# SUPPLIED PASSAGE
Is $1 / \sqrt{x}$ Riemann integrable on $[0,1]$?

Question

If $\int_0^1 1 / \sqrt{x}\,\mathrm dx$ Riemann integrable then using second fundamental theorem of calculus I can easily say that $\sqrt{x}$ is uniformly continuous.

Basically it has one point i.e. $0$ where it diverges. Otherwise I can use the theorem that a function with finite number of discontinuous points is Riemann integrable. Can I take zero as point of discontinuity?

Answer 1

That function is unbounded (whatever way you choose it to extend it to $0$), and therefore it is not Riemann-integrable (by definition, every Riemann-integrable function is bounded). However, the improper integral $\int_0^1\frac1{\sqrt x}\,\mathrm dx$ converges.

The theorem that you mentioned holds for bounded functions, not in general.

Answer 2

It's unbounded so no it's not Riemann integrable. It is improperly Riemann integrable though.

Answer 3

$\frac{1}{\sqrt{x}}$ is not bounded on $(0,1)$, and therefore, it cannot be Riemann integrable.

However, $\sqrt{x}$ is continuous on $[0,1]$ and $[0,1]$ is a compact set, therefore, $\sqrt x$ is uniformly continuous on $[0,1]$. Also, the derivative of $\sqrt{x}$ is bounded on $[1, \infty)$, so $\sqrt{x}$ is uniformly continuous on $[1, \infty)$.

Answer 4

The problem here is that the integrand is unbounded in the domain of integration so it is not Riemann integrable.

The improper integral does exist if it is perrceived as the limit $$\displaystyle\lim_{a\to0^+}\int_a^1\dfrac{1}{\sqrt{x}}=\lim_{a\to0^+}(2-2\sqrt{a})=2$$

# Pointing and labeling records
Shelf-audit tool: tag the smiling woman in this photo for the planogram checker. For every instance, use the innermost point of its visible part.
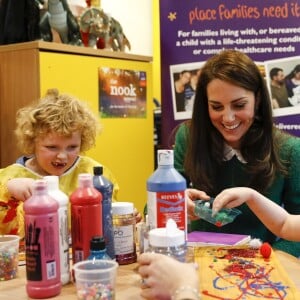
(231, 141)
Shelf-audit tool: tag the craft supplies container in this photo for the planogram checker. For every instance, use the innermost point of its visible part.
(96, 279)
(124, 232)
(63, 201)
(166, 193)
(98, 249)
(169, 240)
(86, 216)
(9, 256)
(105, 187)
(42, 243)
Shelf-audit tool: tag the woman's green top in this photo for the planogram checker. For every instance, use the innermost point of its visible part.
(284, 191)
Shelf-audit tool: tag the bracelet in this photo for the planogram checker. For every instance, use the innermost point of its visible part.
(186, 292)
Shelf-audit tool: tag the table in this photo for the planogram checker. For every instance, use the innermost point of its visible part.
(128, 281)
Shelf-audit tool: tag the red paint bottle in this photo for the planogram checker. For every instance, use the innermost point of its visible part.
(86, 217)
(42, 243)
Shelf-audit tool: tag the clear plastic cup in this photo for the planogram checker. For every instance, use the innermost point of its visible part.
(9, 256)
(96, 279)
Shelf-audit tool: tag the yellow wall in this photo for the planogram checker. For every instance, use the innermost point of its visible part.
(126, 145)
(156, 52)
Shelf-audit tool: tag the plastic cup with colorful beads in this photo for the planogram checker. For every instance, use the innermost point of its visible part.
(9, 256)
(95, 279)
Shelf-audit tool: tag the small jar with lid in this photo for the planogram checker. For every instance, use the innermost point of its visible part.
(124, 232)
(168, 240)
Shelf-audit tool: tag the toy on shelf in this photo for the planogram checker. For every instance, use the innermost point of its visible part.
(99, 30)
(60, 18)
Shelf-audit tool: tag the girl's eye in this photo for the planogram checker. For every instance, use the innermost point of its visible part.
(240, 105)
(217, 107)
(73, 147)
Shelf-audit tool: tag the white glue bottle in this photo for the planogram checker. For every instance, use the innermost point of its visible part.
(166, 194)
(168, 241)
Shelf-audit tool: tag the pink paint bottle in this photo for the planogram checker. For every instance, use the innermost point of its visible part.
(42, 243)
(86, 217)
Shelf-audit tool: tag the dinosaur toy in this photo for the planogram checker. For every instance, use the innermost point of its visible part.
(60, 18)
(99, 30)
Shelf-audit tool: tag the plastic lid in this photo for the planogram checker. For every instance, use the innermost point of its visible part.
(165, 157)
(98, 170)
(97, 243)
(52, 182)
(40, 185)
(122, 208)
(168, 236)
(85, 180)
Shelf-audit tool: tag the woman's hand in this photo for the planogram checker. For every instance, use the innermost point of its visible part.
(20, 188)
(191, 195)
(233, 197)
(162, 276)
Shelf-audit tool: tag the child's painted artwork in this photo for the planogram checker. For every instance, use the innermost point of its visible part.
(242, 273)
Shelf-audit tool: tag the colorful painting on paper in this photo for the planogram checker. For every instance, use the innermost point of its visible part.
(242, 273)
(122, 93)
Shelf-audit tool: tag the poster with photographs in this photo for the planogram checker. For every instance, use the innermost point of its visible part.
(184, 78)
(122, 93)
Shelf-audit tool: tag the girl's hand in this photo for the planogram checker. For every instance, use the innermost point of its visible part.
(162, 275)
(20, 188)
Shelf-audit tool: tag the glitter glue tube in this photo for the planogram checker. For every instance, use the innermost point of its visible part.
(62, 200)
(124, 232)
(105, 187)
(42, 243)
(166, 194)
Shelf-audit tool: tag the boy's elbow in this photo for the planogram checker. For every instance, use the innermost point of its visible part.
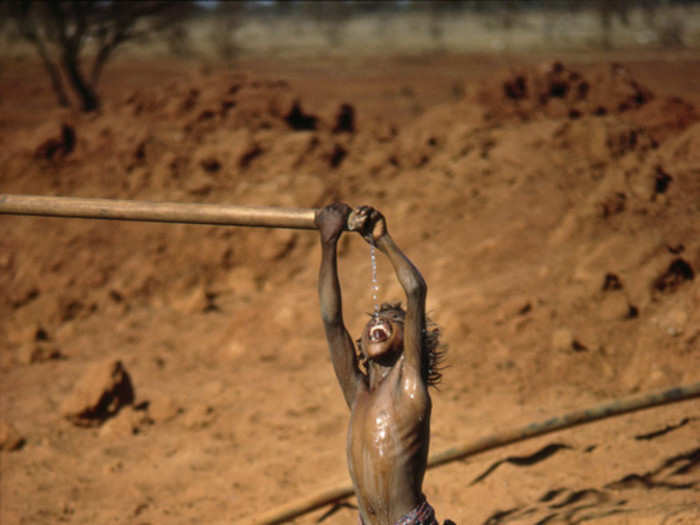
(416, 288)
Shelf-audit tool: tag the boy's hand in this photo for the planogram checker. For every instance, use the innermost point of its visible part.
(332, 220)
(369, 222)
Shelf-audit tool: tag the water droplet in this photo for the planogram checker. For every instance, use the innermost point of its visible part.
(375, 285)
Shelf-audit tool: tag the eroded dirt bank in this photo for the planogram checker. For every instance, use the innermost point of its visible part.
(552, 206)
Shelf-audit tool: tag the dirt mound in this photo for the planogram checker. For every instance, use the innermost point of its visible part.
(554, 90)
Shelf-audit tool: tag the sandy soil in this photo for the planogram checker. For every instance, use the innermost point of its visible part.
(554, 210)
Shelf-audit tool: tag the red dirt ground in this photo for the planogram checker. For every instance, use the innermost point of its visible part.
(553, 208)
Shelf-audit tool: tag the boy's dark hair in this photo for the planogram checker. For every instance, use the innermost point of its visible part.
(432, 352)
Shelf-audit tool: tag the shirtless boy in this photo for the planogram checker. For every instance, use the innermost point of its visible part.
(387, 445)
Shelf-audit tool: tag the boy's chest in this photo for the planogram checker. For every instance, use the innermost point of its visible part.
(385, 426)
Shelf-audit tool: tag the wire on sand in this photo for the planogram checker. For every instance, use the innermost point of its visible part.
(616, 407)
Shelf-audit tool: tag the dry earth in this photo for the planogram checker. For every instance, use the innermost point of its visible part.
(178, 374)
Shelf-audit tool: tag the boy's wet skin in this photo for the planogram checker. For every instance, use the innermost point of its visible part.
(388, 436)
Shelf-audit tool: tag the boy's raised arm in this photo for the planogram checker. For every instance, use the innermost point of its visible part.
(331, 221)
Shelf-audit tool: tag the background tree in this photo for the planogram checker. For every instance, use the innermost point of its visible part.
(65, 32)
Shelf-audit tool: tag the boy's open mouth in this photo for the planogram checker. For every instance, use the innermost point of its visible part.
(379, 330)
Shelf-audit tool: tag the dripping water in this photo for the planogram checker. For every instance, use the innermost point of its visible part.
(375, 285)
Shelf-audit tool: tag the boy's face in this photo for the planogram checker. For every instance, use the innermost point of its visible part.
(383, 334)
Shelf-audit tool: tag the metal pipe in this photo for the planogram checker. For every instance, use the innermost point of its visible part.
(216, 214)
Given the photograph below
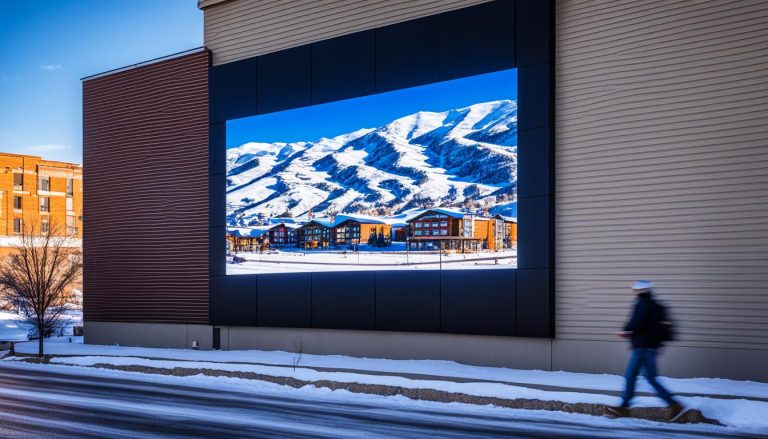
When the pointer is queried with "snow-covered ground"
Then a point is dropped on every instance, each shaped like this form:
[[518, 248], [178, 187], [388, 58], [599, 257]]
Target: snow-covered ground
[[12, 328], [737, 404], [288, 261], [393, 411]]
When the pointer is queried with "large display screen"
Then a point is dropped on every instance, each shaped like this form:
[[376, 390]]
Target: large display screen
[[414, 179]]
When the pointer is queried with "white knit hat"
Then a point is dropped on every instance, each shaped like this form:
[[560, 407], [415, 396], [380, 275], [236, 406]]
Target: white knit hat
[[642, 285]]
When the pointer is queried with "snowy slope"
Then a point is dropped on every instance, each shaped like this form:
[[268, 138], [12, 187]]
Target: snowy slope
[[423, 160]]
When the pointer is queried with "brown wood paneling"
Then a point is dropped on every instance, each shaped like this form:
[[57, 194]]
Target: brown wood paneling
[[661, 167], [145, 148]]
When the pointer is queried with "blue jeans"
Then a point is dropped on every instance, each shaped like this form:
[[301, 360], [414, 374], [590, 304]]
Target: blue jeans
[[643, 359]]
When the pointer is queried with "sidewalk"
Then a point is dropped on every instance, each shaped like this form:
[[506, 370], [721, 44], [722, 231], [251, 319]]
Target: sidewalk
[[738, 404]]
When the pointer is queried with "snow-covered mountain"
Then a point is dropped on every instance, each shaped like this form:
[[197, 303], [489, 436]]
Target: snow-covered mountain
[[453, 158]]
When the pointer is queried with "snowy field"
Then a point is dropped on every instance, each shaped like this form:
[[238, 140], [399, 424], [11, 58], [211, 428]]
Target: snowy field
[[741, 405], [291, 261], [12, 328]]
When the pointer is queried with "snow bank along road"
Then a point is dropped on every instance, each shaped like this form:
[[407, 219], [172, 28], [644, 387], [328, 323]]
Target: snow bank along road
[[66, 401]]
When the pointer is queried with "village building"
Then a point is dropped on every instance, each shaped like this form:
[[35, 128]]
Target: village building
[[509, 232], [283, 234], [448, 229], [317, 233], [357, 229], [247, 239]]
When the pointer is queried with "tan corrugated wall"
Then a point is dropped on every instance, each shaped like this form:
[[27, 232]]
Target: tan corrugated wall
[[662, 166], [239, 29]]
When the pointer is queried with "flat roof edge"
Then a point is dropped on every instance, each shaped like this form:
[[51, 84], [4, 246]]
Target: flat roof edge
[[144, 63], [202, 4]]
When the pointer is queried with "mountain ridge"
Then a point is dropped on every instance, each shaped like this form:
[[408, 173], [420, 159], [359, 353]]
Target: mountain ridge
[[465, 157]]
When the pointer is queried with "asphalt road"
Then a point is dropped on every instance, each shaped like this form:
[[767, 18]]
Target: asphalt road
[[40, 403]]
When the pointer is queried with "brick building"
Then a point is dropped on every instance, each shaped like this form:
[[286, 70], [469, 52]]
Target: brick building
[[39, 195]]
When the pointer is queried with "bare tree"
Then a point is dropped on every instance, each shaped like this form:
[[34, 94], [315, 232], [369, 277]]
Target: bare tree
[[38, 275]]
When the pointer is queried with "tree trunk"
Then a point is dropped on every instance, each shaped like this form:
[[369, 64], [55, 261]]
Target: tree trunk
[[40, 341]]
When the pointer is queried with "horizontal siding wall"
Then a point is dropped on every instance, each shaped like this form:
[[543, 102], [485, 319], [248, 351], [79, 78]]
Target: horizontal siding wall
[[662, 166], [145, 148], [239, 29]]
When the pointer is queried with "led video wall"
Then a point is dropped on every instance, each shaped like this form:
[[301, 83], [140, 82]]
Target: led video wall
[[415, 179]]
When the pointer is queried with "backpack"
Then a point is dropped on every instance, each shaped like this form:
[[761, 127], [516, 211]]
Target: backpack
[[665, 328]]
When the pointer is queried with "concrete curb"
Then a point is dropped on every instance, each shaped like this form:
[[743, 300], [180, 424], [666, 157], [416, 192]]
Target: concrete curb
[[648, 413]]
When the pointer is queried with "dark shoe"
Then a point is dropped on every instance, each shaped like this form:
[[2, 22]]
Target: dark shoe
[[617, 412], [674, 412]]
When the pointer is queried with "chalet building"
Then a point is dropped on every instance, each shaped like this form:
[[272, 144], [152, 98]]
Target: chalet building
[[317, 233], [283, 234], [39, 195], [357, 229], [510, 230], [453, 230], [247, 240]]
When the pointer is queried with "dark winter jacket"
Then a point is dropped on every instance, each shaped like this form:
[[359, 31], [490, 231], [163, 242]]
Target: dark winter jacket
[[645, 323]]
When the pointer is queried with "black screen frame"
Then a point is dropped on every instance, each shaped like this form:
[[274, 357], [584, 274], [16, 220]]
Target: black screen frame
[[489, 37]]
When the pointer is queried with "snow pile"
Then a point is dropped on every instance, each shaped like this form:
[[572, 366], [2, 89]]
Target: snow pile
[[738, 410], [11, 327]]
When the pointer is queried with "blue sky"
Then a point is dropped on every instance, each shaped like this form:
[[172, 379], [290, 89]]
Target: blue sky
[[329, 120], [46, 46]]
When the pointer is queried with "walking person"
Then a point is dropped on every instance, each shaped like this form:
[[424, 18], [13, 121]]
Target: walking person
[[647, 329]]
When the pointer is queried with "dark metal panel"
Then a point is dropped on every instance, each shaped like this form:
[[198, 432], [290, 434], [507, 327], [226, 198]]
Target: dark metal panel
[[485, 44], [217, 193], [479, 301], [285, 300], [535, 159], [233, 90], [535, 245], [343, 300], [535, 97], [233, 300], [344, 67], [535, 32], [408, 301], [407, 54], [285, 80], [217, 161], [145, 150], [535, 303], [218, 251]]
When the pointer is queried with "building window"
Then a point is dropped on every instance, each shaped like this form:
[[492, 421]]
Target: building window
[[71, 229]]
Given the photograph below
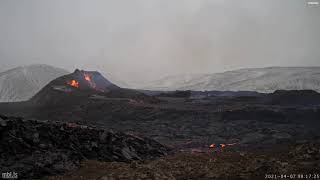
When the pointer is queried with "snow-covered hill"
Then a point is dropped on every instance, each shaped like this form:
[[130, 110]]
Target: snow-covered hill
[[255, 79], [21, 83]]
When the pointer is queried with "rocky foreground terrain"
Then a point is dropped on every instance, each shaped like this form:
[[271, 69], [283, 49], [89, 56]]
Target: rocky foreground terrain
[[297, 161], [34, 148]]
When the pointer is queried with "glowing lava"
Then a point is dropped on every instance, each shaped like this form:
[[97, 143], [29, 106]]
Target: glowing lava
[[74, 83], [88, 78], [212, 146]]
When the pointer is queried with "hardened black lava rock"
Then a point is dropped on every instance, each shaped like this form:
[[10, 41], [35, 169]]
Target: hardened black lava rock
[[35, 149]]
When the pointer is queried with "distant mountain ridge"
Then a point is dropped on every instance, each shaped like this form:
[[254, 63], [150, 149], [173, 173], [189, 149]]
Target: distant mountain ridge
[[21, 83], [264, 80]]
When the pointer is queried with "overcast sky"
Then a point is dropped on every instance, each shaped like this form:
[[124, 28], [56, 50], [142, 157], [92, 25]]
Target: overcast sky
[[142, 40]]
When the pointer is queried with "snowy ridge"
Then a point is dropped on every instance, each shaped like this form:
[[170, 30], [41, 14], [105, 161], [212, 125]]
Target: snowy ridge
[[21, 83], [256, 79]]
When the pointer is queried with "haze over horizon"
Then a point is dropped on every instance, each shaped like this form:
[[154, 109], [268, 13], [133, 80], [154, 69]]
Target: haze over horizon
[[143, 40]]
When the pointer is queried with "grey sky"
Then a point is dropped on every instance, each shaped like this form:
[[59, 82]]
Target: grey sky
[[141, 40]]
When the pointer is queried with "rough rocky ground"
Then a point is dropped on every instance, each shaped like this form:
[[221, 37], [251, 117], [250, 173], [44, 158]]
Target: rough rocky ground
[[296, 161], [34, 149]]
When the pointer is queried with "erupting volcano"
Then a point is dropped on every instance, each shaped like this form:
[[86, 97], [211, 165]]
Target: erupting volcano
[[73, 83], [89, 80]]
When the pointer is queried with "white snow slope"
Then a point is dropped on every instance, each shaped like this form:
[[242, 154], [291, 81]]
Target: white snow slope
[[255, 79], [21, 83]]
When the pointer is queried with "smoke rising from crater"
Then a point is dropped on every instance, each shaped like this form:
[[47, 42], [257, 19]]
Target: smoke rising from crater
[[143, 40]]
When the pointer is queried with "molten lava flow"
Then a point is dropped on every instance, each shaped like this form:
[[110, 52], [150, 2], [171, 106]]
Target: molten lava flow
[[212, 146], [88, 78], [74, 83]]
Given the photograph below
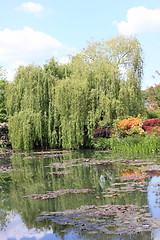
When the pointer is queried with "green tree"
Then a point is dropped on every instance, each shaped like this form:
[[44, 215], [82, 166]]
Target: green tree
[[3, 85], [60, 105]]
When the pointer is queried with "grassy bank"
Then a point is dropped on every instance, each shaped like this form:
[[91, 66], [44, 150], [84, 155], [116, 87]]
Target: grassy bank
[[135, 143]]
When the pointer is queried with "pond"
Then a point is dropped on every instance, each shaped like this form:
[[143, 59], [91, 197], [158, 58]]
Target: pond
[[79, 195]]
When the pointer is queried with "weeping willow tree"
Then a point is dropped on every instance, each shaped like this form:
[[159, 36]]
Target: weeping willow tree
[[61, 105]]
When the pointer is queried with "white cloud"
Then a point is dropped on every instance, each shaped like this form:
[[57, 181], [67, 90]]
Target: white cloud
[[30, 7], [27, 46], [140, 20]]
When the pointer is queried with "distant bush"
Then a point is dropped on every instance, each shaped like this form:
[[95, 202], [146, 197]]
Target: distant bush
[[152, 126], [130, 144], [128, 126], [153, 114], [102, 132]]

# REQUIRED WORK
(1) Echo the Riemann integrability thread from "That function is" to "be Riemann integrable.".
(2) How many lines of the records contain the string "rough", with case counting? Give only the number.

# EXERCISE RESULTS
(1)
That function is unbounded (whatever way you choose it to extend it to $0$), and therefore it is not Riemann-integrable (by definition, every Riemann-integrable function is bounded). However, the improper integral $\int_0^1\frac1{\sqrt x}\,\mathrm dx$ converges.

The theorem that you mentioned holds for bounded functions, not in general.

Answer 2

It's unbounded so no it's not Riemann integrable. It is improperly Riemann integrable though.

Answer 3

$\frac{1}{\sqrt{x}}$ is not bounded on $(0,1)$, and therefore, it cannot be Riemann integrable.

(2) 2